_TEXTE À ÉTUDIER_:
⟨

Saint Vincent revient sur son lieu d’ordination

Saint Vincent revient sur son lieu d’ordination

Nous ne savons pas s’il est venu avant, ni s’il est venu après mais une chose est sûre, saint Vincent de Paul est venu ici à Château l’Evêque il y a 417 ans puisqu’il y a été ordonné avec d’autres prêtres du diocèse. Nous fêtons cette année les 150 ans de la découverte de la lettre épiscopale qui l’atteste d’une manière irréfutable, jusque-là nous ne savions pas où st Vincent avait été ordonné !!! Il faut dire qu’à l’époque être en église n’était pas des choses des plus évidentes, Ici en Périgord les protestants empêchaient l’évêque de résider dans la ville épiscopale et dans les Landes, il a fallu plus de deux ans à l’évêque pour prendre ses fonctions sur Dax, d’où son autorisation donnée à monsieur Vincent d’aller se faire ordonner ailleurs !!!

Si je vous en parle c’est simplement que nous avons eu la joie, pour fêter ce bel anniversaire, d’accueillir le cœur même de st Vincent dès le 22 septembre, à la communauté des sœurs pour avoir une messe solennelle le lendemain avec l’évêque du lieu. A cette occasion le curé de la paroisse en a profité pour faire la messe de rentrée de sa paroisse. Ce qui a donné un aspect festif l’après-midi via l’organisation d’une kermesse avec moult jeux gratuits pour la plus grande joie des parents et des enfants. De bonne heure le matin il avait réuni les enfants et jeunes afin d’organiser une marche de la ville d’à côté pour vivre cet évènement comme un pèlerinage. Dès leur arrivée, tous les participants se sont retrouvés derrière le cœur de st Vincent pour monter jusqu’au château afin de nous préparer à vivre cette messe en plein air.

⟩

Entrées de données collectées
⟨

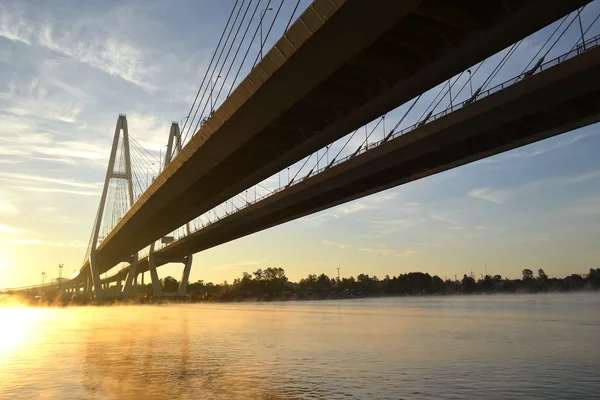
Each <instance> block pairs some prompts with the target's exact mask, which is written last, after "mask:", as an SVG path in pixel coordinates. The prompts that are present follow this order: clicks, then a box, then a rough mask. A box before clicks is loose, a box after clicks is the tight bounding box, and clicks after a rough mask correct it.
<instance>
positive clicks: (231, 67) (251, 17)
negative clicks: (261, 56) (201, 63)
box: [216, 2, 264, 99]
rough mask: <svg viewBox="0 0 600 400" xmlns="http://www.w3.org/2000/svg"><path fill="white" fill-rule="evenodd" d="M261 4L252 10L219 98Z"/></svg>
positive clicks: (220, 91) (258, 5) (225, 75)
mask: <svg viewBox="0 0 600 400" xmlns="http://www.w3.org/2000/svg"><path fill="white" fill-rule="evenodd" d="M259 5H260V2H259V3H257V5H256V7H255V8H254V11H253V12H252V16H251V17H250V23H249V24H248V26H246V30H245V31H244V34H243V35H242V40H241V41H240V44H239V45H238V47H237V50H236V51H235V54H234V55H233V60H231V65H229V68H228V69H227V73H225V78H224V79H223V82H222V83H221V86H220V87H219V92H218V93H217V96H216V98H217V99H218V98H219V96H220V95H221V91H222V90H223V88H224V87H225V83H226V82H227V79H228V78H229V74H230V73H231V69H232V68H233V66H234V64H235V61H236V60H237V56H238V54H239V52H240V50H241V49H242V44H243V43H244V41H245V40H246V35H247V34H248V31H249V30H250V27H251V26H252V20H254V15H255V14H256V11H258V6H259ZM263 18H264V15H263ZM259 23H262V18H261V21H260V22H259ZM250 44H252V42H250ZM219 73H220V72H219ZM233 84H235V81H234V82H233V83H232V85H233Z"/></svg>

⟩
⟨

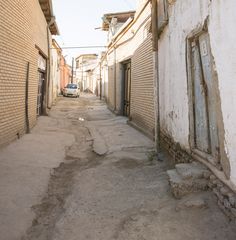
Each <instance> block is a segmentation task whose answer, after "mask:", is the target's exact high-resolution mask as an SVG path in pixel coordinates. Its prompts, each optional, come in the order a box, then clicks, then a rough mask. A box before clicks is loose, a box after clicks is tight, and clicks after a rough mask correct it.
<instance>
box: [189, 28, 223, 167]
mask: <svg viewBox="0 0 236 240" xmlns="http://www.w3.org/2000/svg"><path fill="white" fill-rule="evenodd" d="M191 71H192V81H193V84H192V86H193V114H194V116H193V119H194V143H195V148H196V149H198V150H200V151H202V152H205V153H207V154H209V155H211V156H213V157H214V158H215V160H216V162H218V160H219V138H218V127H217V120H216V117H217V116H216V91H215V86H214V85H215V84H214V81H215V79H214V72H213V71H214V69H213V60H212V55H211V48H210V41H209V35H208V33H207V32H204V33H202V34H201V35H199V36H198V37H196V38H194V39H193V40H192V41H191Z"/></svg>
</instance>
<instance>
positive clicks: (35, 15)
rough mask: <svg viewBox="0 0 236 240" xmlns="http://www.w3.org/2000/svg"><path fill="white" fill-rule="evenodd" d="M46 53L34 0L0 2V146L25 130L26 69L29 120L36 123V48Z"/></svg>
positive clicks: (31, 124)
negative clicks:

⟩

_TÂCHES À RÉALISER_:
(1) D'après le texte sur l'ordination de saint Vincent, quel anniversaire de la découverte de la lettre épiscopale fête-t-on cette année ?
(2) Dans le texte sur l'ordination de saint Vincent, reprenez le passage qui commence par « Si je vous en » et s'arrête après « en plein air. », en renommant « kermesse » en « fête paroissiale ».
(3) Écrivez la suite du texte sur l'ordination de saint Vincent à Château l'Evêque, à partir de l'endroit où il s'arrête.

_RÉPONSES AUX TÂCHES_:
(1) Les 150 ans de la découverte de la lettre épiscopale.

(2)
Si je vous en parle c’est simplement que nous avons eu la joie, pour fêter ce bel anniversaire, d’accueillir le cœur même de st Vincent dès le 22 septembre, à la communauté des sœurs pour avoir une messe solennelle le lendemain avec l’évêque du lieu. A cette occasion le curé de la paroisse en a profité pour faire la messe de rentrée de sa paroisse. Ce qui a donné un aspect festif l’après-midi via l’organisation d’une fête paroissiale avec moult jeux gratuits pour la plus grande joie des parents et des enfants. De bonne heure le matin il avait réuni les enfants et jeunes afin d’organiser une marche de la ville d’à côté pour vivre cet évènement comme un pèlerinage. Dès leur arrivée, tous les participants se sont retrouvés derrière le cœur de st Vincent pour monter jusqu’au château afin de nous préparer à vivre cette messe en plein air.

(3)
C’est plus de deux cents personnes qui s’étaient déplacées pour l’occasion, ce qui en ces terres périgourdines est une belle réussite. Il est toujours étonnant de voir l’intensité de la rencontre entre les personnes et le cœur de st Vincent. Même si certains diraient qu’il n’y a qu’un coffre qu’on appelle un reliquaire, il n’empêche que ceux qui l’approchent avec dévotion vivent un temps intense à ce moment-là, sans pour autant être des béni-oui-oui ! Ils se sentent rejoint dans leur vie de foi. Savoir le cœur de saint Vincent ici présent, est comme une réactualisation de tout ce qu’il a fait au nom de sa foi en Jésus-Christ qu’il a rencontré dans les pauvres. Ces personnes se laissent interpeller par son exemple et un élan de vie vient de nouveau les irriguer pour relancer leur vie de foi sur les chemins de l’aventure, chemin de la rencontre, chemin du service et chemin de prière.

Ce fut aussi l’occasion pour l’évêque d’accueillir la nouvelle communauté de la Congrégation de la Mission qui s’implante dans le diocèse. Même s’il y a eu des interruptions dans notre présence en ces lieux, l’origine remonte à notre fondateur puisqu’il était très ami avec Mr de Solminihac évêque en ce diocèse. C’est donc avec joie que nous continuons ce long chemin déjà parcouru par nos prédécesseurs.

Si nous avons été accueillis en dehors de notre lieu d’habitation (Coulounieix-Chamiers) c’est pour bien signifier que nous n’étions pas responsables de paroisses. Notre mission est diocésaine. Nous sommes à la disposition des équipes pastorales ou responsables de tout groupe d’Eglise désirant vivre un temps fort, un temps de formation ou de relecture menant à aller à la rencontre de ceux dont l’Eglise est loin en visant plus particulièrement les malmenés de la vie. Cette disposition est tout à la fois pour concrétiser notre projet provincial et répondre à la demande de l’évêque, Philippe Mousset d’avoir une dimension missionnaire au sein du diocèse. Il est très sensible au monde rural qui est si facilement délaissé. St Vincent nous a créés pour être au pauvre peuple des campagnes, nous revenons à la source !!!

Son homélie fut percutante et profonde (voir ci-dessous la grande trame de sa prise de parole, bien qu’il en ait dit plus que ce qu’il avait écrit), donnant bien la démarche dans laquelle il nous propose d’entrer pour renouveler la dimension missionnaire de tous baptisés.

A nous, maintenant, de relever le défi de ce nouveau projet.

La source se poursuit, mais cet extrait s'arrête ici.